[Start of section]

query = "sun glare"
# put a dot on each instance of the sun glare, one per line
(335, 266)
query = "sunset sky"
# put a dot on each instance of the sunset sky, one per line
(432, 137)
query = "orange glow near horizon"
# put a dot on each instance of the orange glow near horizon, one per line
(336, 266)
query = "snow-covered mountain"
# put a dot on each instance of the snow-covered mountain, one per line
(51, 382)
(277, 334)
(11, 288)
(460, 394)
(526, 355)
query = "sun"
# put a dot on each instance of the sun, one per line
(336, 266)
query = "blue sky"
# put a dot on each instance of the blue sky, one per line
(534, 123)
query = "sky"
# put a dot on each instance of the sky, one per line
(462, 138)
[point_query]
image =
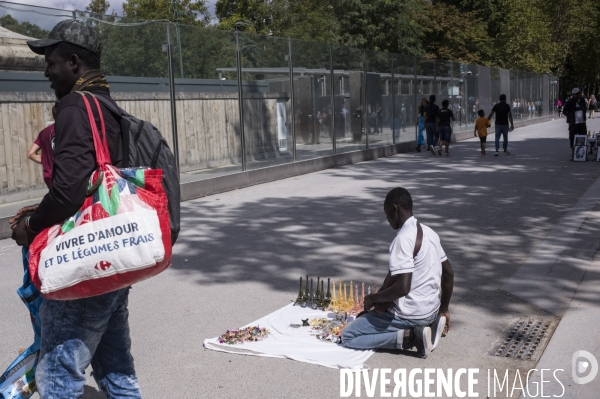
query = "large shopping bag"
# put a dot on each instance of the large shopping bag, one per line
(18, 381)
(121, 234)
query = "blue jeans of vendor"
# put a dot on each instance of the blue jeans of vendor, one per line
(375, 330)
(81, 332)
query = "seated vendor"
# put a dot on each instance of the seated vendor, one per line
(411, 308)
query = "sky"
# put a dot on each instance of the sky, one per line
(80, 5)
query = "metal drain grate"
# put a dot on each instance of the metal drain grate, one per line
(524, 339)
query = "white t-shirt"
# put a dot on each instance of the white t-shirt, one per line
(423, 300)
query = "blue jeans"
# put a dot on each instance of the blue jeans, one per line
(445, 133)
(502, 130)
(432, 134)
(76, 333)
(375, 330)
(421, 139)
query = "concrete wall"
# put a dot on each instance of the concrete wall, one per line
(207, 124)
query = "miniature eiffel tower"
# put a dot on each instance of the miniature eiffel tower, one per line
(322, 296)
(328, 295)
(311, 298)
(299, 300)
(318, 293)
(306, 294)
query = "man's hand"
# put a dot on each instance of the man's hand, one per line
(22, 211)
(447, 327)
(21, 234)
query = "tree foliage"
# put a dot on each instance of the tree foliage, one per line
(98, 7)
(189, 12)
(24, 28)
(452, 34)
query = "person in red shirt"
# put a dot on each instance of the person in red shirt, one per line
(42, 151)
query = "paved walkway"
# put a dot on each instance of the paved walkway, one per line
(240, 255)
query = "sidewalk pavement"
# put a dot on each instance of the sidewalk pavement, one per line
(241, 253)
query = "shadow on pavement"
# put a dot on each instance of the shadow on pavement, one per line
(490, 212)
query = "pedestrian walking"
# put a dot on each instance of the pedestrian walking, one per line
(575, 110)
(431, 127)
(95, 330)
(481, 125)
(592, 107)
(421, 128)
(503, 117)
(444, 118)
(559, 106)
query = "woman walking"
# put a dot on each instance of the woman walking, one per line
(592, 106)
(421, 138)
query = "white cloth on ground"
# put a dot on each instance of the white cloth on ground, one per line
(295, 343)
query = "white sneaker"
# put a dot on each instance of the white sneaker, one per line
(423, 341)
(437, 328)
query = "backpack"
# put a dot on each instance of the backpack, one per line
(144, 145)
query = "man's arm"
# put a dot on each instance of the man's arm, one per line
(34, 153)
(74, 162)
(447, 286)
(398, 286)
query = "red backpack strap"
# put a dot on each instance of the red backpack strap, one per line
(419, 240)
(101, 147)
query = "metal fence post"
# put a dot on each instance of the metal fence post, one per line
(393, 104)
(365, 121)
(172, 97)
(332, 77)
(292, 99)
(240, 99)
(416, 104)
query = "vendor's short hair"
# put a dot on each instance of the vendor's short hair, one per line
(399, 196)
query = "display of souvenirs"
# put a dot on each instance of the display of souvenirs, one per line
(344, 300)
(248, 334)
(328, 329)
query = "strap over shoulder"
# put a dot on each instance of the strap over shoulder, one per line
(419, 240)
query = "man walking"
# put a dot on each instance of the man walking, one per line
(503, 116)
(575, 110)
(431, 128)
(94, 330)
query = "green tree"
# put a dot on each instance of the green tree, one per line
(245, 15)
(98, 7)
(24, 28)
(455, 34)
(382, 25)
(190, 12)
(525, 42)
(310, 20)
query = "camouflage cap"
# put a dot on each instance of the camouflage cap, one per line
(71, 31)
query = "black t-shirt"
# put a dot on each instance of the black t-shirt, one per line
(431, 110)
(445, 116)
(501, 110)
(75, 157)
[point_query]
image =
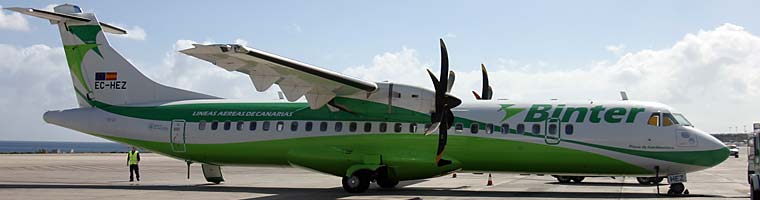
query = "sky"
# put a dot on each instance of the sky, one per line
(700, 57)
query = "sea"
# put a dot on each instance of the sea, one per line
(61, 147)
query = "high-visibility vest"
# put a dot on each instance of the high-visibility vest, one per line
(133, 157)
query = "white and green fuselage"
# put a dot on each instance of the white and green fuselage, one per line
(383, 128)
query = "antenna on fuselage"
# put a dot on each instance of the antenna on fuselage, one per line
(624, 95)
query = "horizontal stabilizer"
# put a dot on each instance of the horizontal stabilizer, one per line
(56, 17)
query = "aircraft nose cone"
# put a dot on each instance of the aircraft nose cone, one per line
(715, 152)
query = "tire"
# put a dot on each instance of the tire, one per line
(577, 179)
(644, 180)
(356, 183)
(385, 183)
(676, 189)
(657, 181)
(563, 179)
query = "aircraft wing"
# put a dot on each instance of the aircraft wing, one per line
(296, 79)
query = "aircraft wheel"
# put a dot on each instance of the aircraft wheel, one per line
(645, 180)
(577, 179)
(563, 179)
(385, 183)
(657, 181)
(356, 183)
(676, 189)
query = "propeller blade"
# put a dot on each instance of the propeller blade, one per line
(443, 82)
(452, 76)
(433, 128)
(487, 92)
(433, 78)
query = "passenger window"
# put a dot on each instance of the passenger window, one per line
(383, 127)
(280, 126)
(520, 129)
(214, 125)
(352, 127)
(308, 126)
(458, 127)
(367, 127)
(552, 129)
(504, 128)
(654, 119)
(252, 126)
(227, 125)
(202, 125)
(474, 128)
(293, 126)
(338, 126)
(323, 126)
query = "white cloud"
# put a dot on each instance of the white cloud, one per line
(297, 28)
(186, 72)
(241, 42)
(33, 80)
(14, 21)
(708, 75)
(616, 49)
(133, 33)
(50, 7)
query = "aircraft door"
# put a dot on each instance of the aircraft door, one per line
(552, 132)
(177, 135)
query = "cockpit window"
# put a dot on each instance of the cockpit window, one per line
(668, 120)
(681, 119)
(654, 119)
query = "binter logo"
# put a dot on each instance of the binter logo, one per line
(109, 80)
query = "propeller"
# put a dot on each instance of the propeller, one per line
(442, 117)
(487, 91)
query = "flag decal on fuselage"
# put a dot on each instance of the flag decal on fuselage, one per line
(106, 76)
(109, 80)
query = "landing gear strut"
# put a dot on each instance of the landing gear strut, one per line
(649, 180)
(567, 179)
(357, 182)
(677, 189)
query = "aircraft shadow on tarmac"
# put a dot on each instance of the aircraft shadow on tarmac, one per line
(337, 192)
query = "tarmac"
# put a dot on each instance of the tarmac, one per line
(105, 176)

[End of section]

Exercise brief:
Could you repeat every record exactly as written, with the pictures left out?

Result of this task:
query = "sun glare"
# put a dot on each instance of the sun glare, one per line
(335, 266)
query = "sunset sky"
# put a dot on each instance of the sunset sky, one per line
(432, 137)
query = "orange glow near horizon"
# put a dot on each instance of the orange glow near horizon, one per line
(336, 266)
query = "snow-covered mountain"
# put a dot on each instance of the snow-covered mountain, one per line
(51, 382)
(277, 334)
(11, 288)
(460, 394)
(526, 355)
query = "sun"
# put a dot on each instance of the sun, one per line
(336, 266)
query = "blue sky"
# put a dot on each instance of the blue sky, one per line
(534, 123)
query = "sky"
# put a dot on each instance of the sky, one per line
(462, 138)
[point_query]
image =
query = "large shopping bag"
# put a dot on each instance of the large shopping bag, one per line
(18, 381)
(121, 234)
query = "blue jeans of vendor"
# put a dot on each instance of the blue jeans of vendor, one per line
(375, 330)
(81, 332)
query = "seated vendor"
# put a dot on each instance of the seated vendor, one per line
(411, 308)
query = "sky"
# put a dot on each instance of the sky, one per line
(80, 5)
query = "metal drain grate"
# put a dot on each instance of the metal drain grate, one per line
(524, 339)
query = "white t-shirt"
# put a dot on each instance of the white t-shirt, one per line
(423, 300)
query = "blue jeans"
# put a dot on each instance of the blue jeans, one per line
(445, 133)
(502, 130)
(432, 134)
(76, 333)
(375, 330)
(421, 139)
query = "concrete wall"
# put a dot on each instance of the concrete wall, one per line
(207, 124)
query = "miniature eiffel tower"
# put a dot on each instance of the miniature eiffel tower, one per line
(322, 296)
(328, 295)
(311, 298)
(299, 300)
(318, 293)
(306, 294)
query = "man's hand"
# put a dot on each instance of the man's hand, one per line
(22, 211)
(447, 327)
(21, 234)
query = "tree foliage"
# put a dot on each instance of the tree foliage, one per line
(98, 7)
(189, 12)
(24, 28)
(452, 34)
query = "person in red shirt"
# put a dot on each instance of the person in red shirt, one per line
(42, 151)
query = "paved walkway"
# put a dot on each instance of the paved walkway, one per line
(240, 255)
query = "sidewalk pavement"
# put a dot on each instance of the sidewalk pavement, one per line
(241, 253)
query = "shadow on pavement"
# put a dot on each instance of the shadow on pavement, one per line
(490, 212)
query = "pedestrian walking"
# put a dot on each instance of the pedestrian walking, one per line
(575, 110)
(431, 127)
(95, 330)
(481, 125)
(592, 107)
(421, 128)
(503, 117)
(444, 118)
(559, 106)
query = "woman walking"
# put a dot on each instance of the woman walking, one per line
(592, 106)
(421, 138)
query = "white cloth on ground"
# put a dot on each instance of the white cloth on ground, one per line
(295, 343)
query = "white sneaker"
# put a dot on each instance of the white sneaker, one per line
(423, 341)
(437, 328)
query = "backpack"
# put a dot on each instance of the backpack, one per line
(144, 145)
query = "man's arm"
# put a dot on each instance of the man's arm, one per line
(34, 153)
(74, 162)
(447, 286)
(398, 286)
query = "red backpack strap"
# put a dot on each instance of the red backpack strap, one per line
(419, 240)
(101, 147)
query = "metal fence post"
# put a dot on each instance of the metal fence post, one per line
(393, 104)
(365, 121)
(172, 97)
(332, 77)
(292, 99)
(240, 99)
(416, 104)
query = "vendor's short hair"
# put a dot on each instance of the vendor's short hair, one per line
(399, 196)
query = "display of souvenirs"
# put a dot on each instance of the display of souvenirs, one per line
(344, 300)
(248, 334)
(328, 329)
query = "strap over shoulder"
# put a dot on each instance of the strap over shoulder, one per line
(419, 240)
query = "man walking"
# put a dot on each instance of the man walking, one per line
(503, 116)
(575, 110)
(431, 128)
(94, 330)
query = "green tree"
# put a dot on each instance of the green tree, one per line
(245, 15)
(98, 7)
(24, 28)
(455, 34)
(382, 25)
(190, 12)
(525, 42)
(310, 20)
query = "camouflage cap"
# put a dot on each instance of the camouflage cap, one per line
(71, 31)
query = "black t-shirt"
# put a dot on each instance of the black t-shirt, one per line
(431, 110)
(445, 116)
(501, 110)
(75, 157)
[point_query]
image =
query = "sky"
# put a dot on each instance of the sky, one per line
(700, 57)
query = "sea"
# put a dot on each instance of the sea, one per line
(61, 147)
query = "high-visibility vest"
# put a dot on each instance of the high-visibility vest, one per line
(133, 157)
query = "white and green fuselage"
# put a dot on each instance of the white and green fuselage, one per line
(383, 128)
query = "antenna on fuselage"
# put a dot on each instance of the antenna on fuselage, one per line
(624, 95)
query = "horizontal stabilizer"
# put a dot on each instance of the horizontal stabilizer, one per line
(56, 17)
query = "aircraft nose cone"
# put a dot on each instance of the aircraft nose cone, one per line
(715, 152)
query = "tire"
# put a dot on each instance of the tire, one per line
(577, 179)
(644, 180)
(356, 183)
(385, 183)
(676, 189)
(657, 181)
(563, 179)
query = "aircraft wing"
# put a dot on each instance of the aircraft wing, one per line
(296, 79)
query = "aircraft wheel"
# put a dot on each instance of the aircraft wheel, one per line
(645, 180)
(577, 179)
(563, 179)
(385, 183)
(657, 181)
(356, 183)
(676, 189)
query = "propeller blade"
# put a dot on each instance of the propeller blade, one per line
(443, 82)
(452, 76)
(433, 128)
(487, 92)
(433, 78)
query = "passenger window"
# put a dot on each instance of the passenger window, one per line
(383, 127)
(280, 126)
(520, 129)
(214, 125)
(352, 127)
(308, 126)
(458, 127)
(367, 127)
(552, 129)
(504, 128)
(654, 119)
(252, 126)
(227, 125)
(202, 125)
(474, 128)
(293, 126)
(338, 126)
(323, 126)
query = "white cloud"
# put a dot on each instance of the white cloud, one per line
(297, 28)
(186, 72)
(241, 42)
(33, 80)
(14, 21)
(708, 75)
(616, 49)
(133, 33)
(50, 7)
query = "aircraft door"
# put a dot on each instance of the aircraft door, one per line
(552, 132)
(177, 135)
query = "cockpit window"
# put a dot on each instance of the cockpit window, one per line
(668, 120)
(681, 119)
(654, 119)
query = "binter logo"
# put a dot on each instance of the binter logo, one per line
(109, 80)
query = "propeller"
# put a dot on each instance of the propeller, one per line
(442, 117)
(487, 91)
query = "flag decal on fuselage"
# put a dot on each instance of the flag decal on fuselage, one per line
(106, 76)
(109, 80)
query = "landing gear strut"
# put a dot on each instance of the landing gear strut, one per line
(649, 180)
(567, 179)
(357, 182)
(677, 189)
query = "aircraft shadow on tarmac"
# put a dot on each instance of the aircraft shadow on tarmac, one per line
(337, 192)
query = "tarmac"
# put a dot on each instance of the tarmac, one per line
(105, 176)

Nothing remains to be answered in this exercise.